_Task set_:
1. According to the report on bird flu fears at the Hajj, how many Muslims have gathered in Mecca for the pilgrimage?
2. Continue the report on bird flu fears at the Hajj, picking up after its final sentence.

_Page excerpt_:

Tuesday, January 10, 2006



With more than 2 million Muslims gathered in Mecca for this year's Hajj pilgrimage, authorities are fearing a human to human bird flu outbreak, one that might infect thousands of the gathered who could then return home to countries across the globe carrying the virus.

This would be a worst case scenario, and there is yet to be an official confirmation of human to human transmission, but it still remains a possibility. Hundreds of Indonesians are now in Mecca for the pilgrimage and will be screened before returning home now that a new outbreak of human infection and deaths have been reported in Indonesia in the past few days.

All flights into and out of Indonesia are supposed to be monitored already for signs of infected fliers, but as the virus is believed to have an incubation period of up to a week (before it shows its presence in visible and diagnosable symptoms) little short of blood testing every flier in and out of Indonesia would totally contain the virus in the event of a human to human outbreak.

_Information shown_:
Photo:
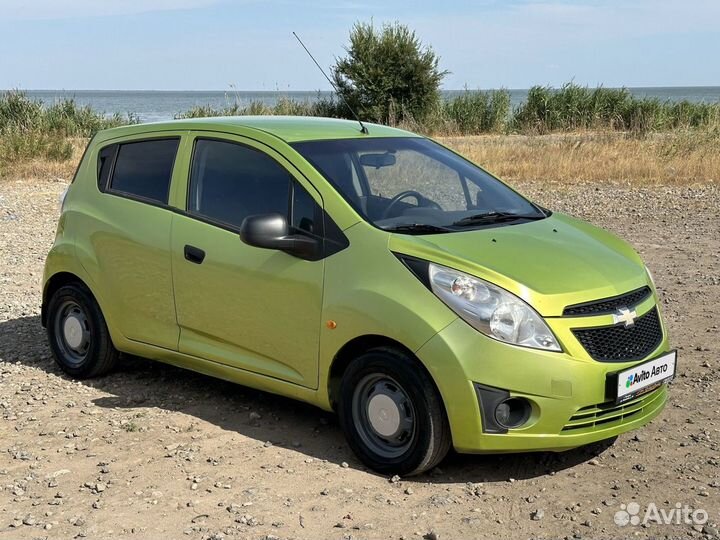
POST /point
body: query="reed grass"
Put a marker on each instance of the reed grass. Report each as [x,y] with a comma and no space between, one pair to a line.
[571,134]
[31,130]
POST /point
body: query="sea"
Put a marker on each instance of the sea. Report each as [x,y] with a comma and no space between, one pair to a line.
[157,105]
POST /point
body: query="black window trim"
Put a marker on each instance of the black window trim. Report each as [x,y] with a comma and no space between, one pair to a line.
[229,226]
[107,188]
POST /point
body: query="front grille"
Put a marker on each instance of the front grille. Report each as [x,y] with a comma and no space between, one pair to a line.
[619,343]
[609,413]
[608,305]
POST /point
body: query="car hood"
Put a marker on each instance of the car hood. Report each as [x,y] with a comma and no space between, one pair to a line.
[550,263]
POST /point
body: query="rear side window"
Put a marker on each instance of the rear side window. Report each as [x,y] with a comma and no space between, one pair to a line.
[230,181]
[142,169]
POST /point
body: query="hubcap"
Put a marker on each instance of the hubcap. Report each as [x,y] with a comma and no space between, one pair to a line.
[72,332]
[384,415]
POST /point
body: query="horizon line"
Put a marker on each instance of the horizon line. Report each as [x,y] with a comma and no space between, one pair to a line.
[331,91]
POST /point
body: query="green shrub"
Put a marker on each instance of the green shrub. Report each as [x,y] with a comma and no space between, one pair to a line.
[388,72]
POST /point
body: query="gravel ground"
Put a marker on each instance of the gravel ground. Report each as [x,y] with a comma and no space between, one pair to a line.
[156,452]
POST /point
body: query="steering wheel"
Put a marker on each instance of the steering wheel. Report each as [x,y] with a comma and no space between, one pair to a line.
[419,197]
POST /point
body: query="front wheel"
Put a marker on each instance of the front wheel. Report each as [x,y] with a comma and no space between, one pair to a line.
[392,414]
[78,335]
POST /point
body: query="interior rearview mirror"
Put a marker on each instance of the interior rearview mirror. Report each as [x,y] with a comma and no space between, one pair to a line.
[271,231]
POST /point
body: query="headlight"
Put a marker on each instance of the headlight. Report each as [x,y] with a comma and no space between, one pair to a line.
[490,309]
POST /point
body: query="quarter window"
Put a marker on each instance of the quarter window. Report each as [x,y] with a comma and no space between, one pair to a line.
[143,169]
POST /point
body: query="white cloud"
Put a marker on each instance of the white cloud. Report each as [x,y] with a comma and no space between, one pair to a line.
[63,9]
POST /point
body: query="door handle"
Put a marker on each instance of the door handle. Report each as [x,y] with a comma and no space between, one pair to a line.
[194,255]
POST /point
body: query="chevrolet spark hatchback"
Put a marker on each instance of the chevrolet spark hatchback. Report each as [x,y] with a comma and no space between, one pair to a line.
[376,274]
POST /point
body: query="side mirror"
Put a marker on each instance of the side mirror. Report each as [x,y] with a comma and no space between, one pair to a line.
[271,231]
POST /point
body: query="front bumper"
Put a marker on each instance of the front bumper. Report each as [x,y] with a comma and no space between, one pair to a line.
[567,391]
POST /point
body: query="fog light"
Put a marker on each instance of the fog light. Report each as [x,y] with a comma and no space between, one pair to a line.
[512,412]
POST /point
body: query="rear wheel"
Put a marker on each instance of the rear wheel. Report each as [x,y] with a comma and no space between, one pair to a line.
[79,338]
[392,414]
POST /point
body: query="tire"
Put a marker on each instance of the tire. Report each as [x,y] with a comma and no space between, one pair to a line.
[79,338]
[392,414]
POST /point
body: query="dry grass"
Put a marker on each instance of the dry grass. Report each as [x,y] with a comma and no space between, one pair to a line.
[44,168]
[673,158]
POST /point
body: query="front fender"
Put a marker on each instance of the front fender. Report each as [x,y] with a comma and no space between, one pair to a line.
[369,292]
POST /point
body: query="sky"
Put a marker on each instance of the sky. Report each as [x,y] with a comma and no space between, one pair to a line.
[248,45]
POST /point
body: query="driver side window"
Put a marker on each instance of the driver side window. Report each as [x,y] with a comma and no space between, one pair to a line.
[415,171]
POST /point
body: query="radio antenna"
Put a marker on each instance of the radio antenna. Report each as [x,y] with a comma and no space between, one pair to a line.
[363,129]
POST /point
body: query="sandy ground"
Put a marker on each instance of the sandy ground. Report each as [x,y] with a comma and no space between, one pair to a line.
[156,452]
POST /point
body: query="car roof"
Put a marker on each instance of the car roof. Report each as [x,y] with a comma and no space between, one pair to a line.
[287,128]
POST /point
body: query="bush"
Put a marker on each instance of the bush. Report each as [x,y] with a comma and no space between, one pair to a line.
[388,74]
[30,130]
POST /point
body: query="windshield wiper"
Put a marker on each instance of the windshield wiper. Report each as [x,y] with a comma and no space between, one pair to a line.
[494,217]
[418,228]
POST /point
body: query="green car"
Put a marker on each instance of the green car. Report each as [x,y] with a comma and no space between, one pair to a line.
[379,275]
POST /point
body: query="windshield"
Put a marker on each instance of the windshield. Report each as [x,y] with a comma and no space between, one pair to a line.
[415,185]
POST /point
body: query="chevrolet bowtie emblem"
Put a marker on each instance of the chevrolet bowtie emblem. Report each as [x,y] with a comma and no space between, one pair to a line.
[624,315]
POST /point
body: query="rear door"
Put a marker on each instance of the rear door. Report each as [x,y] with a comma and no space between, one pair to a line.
[251,308]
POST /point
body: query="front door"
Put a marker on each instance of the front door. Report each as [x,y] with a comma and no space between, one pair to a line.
[251,308]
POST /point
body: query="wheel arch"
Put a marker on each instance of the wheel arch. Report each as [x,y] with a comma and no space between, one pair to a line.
[55,282]
[359,345]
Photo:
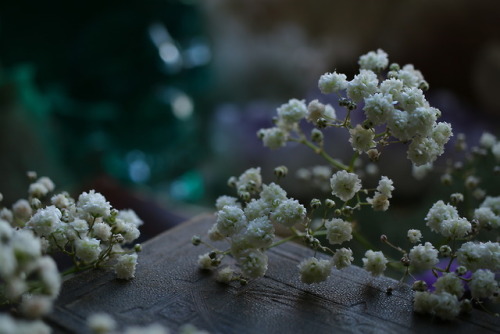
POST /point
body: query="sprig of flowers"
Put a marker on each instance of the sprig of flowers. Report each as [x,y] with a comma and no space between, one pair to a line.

_Your responses_:
1. More than 2 million.

2.
Saudi Arabia has brought millions of dollars worth of Tamiflu, which may slow the bird flu infection in humans. But this will only be given out when signs of infection show themselves, and there would only be enough for a small percentage of those perhaps exposed.

Imported poultry is now banned in Saudi Arabia, along with Iran, most of
Russia, Turkey and a growing number of EU states.

Heavy screening for infected persons has already taken place at Saudi airports as well as at all border crossings.

Because of the sheer concentration of people into a relatively small area, in the past flu viruses have spread like fire amongst the pilgrims.

What the World Health Authority fears most of all now is that a person carrying the bird flu virus (picked up from infected poultry) is in Mecca and will come close to another person carrying one of the multitude of human flu viruses.

Their nightmare scenario is that these two viruses will then join together and mutate into a human form of the bird flu virus, which may then be easily passed from human to human, touching off the worldwide pandemic that has caused such panic and multibillion dollar spending sprees on drugs like Tamiflu and specialised health facilities and equipment by governments across the world.

WHO is believed to have already stationed emergency teams in or near Saudi Arabia so the outbreak can be contained should their worst forecasting become terrifyingly real. Saudi Arabia have deployed more than 60,000 police and troops around Mecca.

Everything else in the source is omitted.